Copy the material from the line with "of the white" up to and including the line with "[[499, 16]]", replacing "vent register" with "air grille" and leaving everything else unchanged.

Data for processing:
....

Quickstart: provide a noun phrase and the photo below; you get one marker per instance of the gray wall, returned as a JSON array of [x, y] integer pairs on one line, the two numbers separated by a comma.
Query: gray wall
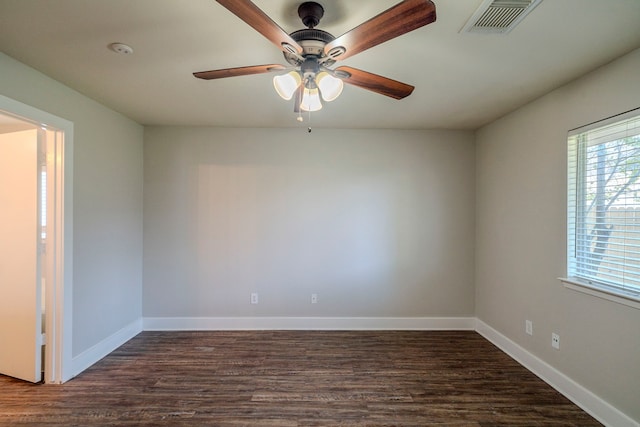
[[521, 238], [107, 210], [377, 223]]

....

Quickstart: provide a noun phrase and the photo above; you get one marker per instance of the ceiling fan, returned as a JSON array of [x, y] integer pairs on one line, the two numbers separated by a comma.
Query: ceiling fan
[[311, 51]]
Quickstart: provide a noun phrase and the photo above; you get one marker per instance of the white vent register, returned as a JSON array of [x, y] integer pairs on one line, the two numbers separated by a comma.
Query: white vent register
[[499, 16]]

....

Complete response:
Quickstart: provide a noun phrase and the photo above; you get one marker per instance of the white air grille, returned as a JSON array of [x, y] integer pairs on one line, the two numbers separated by a comma.
Query: white air grille
[[499, 16]]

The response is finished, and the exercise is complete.